#### [Passage provided]
The paper, “Quality-filtering vastly improves diversity estimates from Illumina amplicon sequencing”, includes FFHI-affiliated co-authors Bokulich and David Mills and a number of leading researchers in the area of microbial ecology including Rob Knight (University of Colorado Boulder), Jeffrey Gordon (Washington University in St. Louis), Dirk Gevers (the Broad Institute at MIT and Harvard) and Greg Caporaso (Northern Arizona University and Argonne National Laboratory). The methods presented in this paper enable researchers to optimally describe the microbial ecology of any natural site using the latest next generation sequencing approaches.

Nick Bokulich, a 2nd year PhD student in the Food Science Graduate Group, works in the laboratory of Dr. David Mills.  His research examines the microbial ecology associated with food fermentations and gut health as well as the development of bioinformatics tools to carry out those analyses.  Recently Nick became the first recipient of the Dannon Probiotics fellowship – a program created to support the education of outstanding students researching in the area of probiotics and gut health.

(Data entries)
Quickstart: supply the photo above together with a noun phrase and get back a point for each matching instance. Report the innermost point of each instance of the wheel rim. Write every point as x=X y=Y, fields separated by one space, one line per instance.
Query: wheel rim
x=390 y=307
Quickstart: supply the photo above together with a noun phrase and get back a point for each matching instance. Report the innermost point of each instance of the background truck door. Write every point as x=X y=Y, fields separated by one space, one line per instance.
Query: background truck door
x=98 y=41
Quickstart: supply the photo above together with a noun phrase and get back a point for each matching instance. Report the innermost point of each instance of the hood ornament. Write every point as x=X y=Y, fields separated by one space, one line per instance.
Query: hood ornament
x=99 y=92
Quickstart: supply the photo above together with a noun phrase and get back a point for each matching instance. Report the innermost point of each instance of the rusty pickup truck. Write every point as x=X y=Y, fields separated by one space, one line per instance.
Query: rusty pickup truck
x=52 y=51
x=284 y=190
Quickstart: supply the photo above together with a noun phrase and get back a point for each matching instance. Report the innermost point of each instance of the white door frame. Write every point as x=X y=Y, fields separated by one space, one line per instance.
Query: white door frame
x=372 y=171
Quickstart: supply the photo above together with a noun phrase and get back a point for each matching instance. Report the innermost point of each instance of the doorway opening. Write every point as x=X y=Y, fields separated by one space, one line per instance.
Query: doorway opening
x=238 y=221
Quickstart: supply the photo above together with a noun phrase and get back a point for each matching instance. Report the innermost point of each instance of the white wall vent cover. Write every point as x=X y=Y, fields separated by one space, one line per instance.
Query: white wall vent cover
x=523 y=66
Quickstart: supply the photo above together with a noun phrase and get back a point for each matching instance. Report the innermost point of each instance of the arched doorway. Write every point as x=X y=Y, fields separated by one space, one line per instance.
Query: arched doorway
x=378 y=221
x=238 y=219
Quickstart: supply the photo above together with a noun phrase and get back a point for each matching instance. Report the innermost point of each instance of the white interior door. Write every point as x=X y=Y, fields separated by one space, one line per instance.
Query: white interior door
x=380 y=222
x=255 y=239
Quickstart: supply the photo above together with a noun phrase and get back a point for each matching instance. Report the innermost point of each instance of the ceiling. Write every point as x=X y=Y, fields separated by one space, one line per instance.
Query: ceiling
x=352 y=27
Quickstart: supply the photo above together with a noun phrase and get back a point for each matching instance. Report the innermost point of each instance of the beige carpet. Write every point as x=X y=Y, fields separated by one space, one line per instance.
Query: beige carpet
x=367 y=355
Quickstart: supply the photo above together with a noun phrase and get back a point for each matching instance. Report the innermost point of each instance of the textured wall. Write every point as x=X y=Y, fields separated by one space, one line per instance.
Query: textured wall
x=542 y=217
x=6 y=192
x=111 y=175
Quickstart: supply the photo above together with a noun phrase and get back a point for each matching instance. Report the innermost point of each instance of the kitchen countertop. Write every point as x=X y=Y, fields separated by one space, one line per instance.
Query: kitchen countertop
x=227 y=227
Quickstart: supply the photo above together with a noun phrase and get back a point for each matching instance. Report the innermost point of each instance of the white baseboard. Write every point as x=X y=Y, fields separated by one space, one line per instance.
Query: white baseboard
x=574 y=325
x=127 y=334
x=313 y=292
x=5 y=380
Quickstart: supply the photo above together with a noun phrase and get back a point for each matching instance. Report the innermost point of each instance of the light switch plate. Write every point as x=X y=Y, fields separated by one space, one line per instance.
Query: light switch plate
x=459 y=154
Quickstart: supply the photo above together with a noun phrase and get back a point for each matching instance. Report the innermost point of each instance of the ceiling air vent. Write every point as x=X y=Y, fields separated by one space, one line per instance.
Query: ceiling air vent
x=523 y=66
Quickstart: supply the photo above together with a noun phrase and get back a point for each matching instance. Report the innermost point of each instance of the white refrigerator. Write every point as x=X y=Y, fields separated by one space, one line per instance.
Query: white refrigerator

#### [Problems and tasks]
1. Print the Bokulich passage between "Nick Bokulich, a" and "and gut health.", inclusive.
2. Do these statements agree with the Bokulich passage? Answer yes or no for each, quoting the deciding words.
(a) Rob Knight is affiliated with the University of Colorado Boulder.
(b) Nick Bokulich is a third-year PhD student.
(c) Nick Bokulich was the first recipient of the Dannon Probiotics fellowship.
3. Go on with the Bokulich passage, picking up after its last sentence.

#### [Outputs in order]
1.
Nick Bokulich, a 2nd year PhD student in the Food Science Graduate Group, works in the laboratory of Dr. David Mills.  His research examines the microbial ecology associated with food fermentations and gut health as well as the development of bioinformatics tools to carry out those analyses.  Recently Nick became the first recipient of the Dannon Probiotics fellowship – a program created to support the education of outstanding students researching in the area of probiotics and gut health.

2.
(a) Yes: "Rob Knight (University of Colorado Boulder)"
(b) No: "a 2nd year PhD student in the Food Science Graduate Group"
(c) Yes: "Recently Nick became the first recipient of the Dannon Probiotics fellowship"

3.
Regarding this work Dr. Mills remarked “These methods further our ability to survey complex microbial ecosystems through an enhanced understanding of how sequencing data quality impacts the accuracy and reliability of biological conclusions. These steps are especially critical to large-scale studies to normalize sequencing data produced from multiple instruments, experiments, or locations.”

Co-author Greg Caporaso also commented "Nick's efforts here are truly heroic.  His recommendations for quality control have now become the default settings in the widely-used Quantitative Insights Into Microbial Ecology (QIIME) bioinformatics software package and are in widespread use in the Earth Microbiome Project." 

This research is an outcome of existing collaborations among the principal labs working on a Gates Foundation funded-project to examine innovative new strategies to benefit infant nutrition in less developed countries.